_What the task asks_
Convert every line of the listing below into a numbered list, omitting any blank lines.

*** Extracted material

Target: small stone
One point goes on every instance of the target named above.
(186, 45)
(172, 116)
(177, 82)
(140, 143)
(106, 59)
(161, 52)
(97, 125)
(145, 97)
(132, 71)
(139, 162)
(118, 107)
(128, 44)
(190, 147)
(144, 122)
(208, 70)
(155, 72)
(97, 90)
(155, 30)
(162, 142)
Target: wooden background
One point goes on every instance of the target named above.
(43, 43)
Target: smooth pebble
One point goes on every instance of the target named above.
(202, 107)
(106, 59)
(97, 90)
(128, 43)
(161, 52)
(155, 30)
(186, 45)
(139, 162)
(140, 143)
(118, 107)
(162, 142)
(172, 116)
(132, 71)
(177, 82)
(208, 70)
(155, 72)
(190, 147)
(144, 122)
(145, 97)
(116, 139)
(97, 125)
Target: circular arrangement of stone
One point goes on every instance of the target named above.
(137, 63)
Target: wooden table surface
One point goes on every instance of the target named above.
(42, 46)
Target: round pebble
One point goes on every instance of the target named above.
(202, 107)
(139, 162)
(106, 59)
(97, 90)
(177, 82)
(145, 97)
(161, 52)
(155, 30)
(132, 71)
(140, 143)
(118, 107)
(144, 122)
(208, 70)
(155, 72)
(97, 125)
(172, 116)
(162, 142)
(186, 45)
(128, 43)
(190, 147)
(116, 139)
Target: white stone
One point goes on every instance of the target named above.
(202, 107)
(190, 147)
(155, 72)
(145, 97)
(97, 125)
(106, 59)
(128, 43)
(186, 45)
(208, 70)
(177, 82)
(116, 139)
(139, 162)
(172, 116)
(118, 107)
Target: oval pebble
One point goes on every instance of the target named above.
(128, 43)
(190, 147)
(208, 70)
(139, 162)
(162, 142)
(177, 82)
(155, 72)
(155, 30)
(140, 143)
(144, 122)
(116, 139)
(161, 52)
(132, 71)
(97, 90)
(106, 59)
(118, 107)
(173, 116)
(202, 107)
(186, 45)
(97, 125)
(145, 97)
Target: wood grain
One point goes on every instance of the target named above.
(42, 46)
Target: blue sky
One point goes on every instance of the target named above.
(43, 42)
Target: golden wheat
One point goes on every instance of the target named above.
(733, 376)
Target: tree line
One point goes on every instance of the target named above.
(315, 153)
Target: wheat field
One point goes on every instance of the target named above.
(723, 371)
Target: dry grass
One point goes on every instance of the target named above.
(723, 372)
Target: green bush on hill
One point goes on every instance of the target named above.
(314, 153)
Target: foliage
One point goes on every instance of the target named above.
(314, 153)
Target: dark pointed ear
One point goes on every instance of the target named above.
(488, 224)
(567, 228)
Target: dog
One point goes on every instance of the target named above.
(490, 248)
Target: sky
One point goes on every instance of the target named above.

******

_Complete response_
1. Target: small stone
2. One point goes on every instance of the target named above.
3. (186, 45)
4. (172, 116)
5. (177, 82)
6. (140, 143)
7. (106, 59)
8. (161, 52)
9. (97, 125)
10. (145, 97)
11. (132, 71)
12. (139, 162)
13. (118, 107)
14. (128, 44)
15. (190, 147)
16. (144, 122)
17. (208, 70)
18. (155, 72)
19. (97, 90)
20. (155, 30)
21. (162, 142)
22. Target: wooden background
23. One point goes on every instance of the target named above.
24. (43, 43)
25. Target: smooth pebble
26. One point goes on every instance of the target named above.
27. (202, 107)
28. (106, 59)
29. (97, 90)
30. (128, 43)
31. (161, 52)
32. (155, 30)
33. (186, 45)
34. (139, 162)
35. (140, 143)
36. (118, 107)
37. (162, 142)
38. (172, 116)
39. (132, 71)
40. (177, 82)
41. (208, 70)
42. (155, 72)
43. (190, 147)
44. (144, 122)
45. (145, 97)
46. (116, 139)
47. (97, 125)
48. Target: circular arrangement of stone
49. One point goes on every instance of the target named above.
50. (137, 63)
51. Target: wooden table surface
52. One point goes on every instance of the target named above.
53. (42, 46)
54. Target: round pebble
55. One point goes on every instance of the target named above.
56. (202, 107)
57. (139, 162)
58. (106, 59)
59. (97, 90)
60. (177, 82)
61. (145, 97)
62. (161, 52)
63. (155, 30)
64. (132, 71)
65. (140, 143)
66. (118, 107)
67. (144, 122)
68. (208, 70)
69. (155, 72)
70. (97, 125)
71. (172, 116)
72. (162, 142)
73. (186, 45)
74. (128, 43)
75. (190, 147)
76. (116, 139)
77. Target: white stone
78. One point goes on every instance of the target named above.
79. (202, 107)
80. (190, 147)
81. (155, 72)
82. (145, 97)
83. (97, 125)
84. (106, 59)
85. (128, 43)
86. (186, 45)
87. (208, 70)
88. (177, 82)
89. (116, 139)
90. (139, 162)
91. (172, 116)
92. (118, 107)
93. Target: oval pebble
94. One point goes on every instance of the target named above.
95. (128, 43)
96. (190, 147)
97. (208, 70)
98. (139, 162)
99. (162, 142)
100. (177, 82)
101. (155, 72)
102. (155, 30)
103. (140, 143)
104. (144, 122)
105. (116, 139)
106. (161, 52)
107. (132, 71)
108. (97, 90)
109. (106, 59)
110. (118, 107)
111. (173, 116)
112. (202, 107)
113. (186, 45)
114. (97, 125)
115. (145, 97)
116. Target: wood grain
117. One point goes on every instance of the target named above.
118. (42, 46)
119. Target: blue sky
120. One point goes on every instance of the target named above.
121. (43, 42)
122. Target: golden wheat
123. One point goes on every instance of the target named above.
124. (733, 376)
125. Target: tree line
126. One point goes on every instance of the target named above.
127. (315, 153)
128. Target: wheat field
129. One point goes on every instance of the target named above.
130. (723, 371)
131. Target: dry grass
132. One point goes on every instance of the target named above.
133. (723, 372)
134. Target: green bush on hill
135. One point goes on every instance of the target named above.
136. (314, 153)
137. Target: foliage
138. One point goes on every instance of the target named above.
139. (314, 153)
140. Target: dark pointed ear
141. One point goes on every instance of the target named above.
142. (488, 224)
143. (567, 228)
144. Target: dog
145. One point goes on every instance of the target named above.
146. (490, 248)
147. Target: sky
148. One point goes on every instance of the target named above.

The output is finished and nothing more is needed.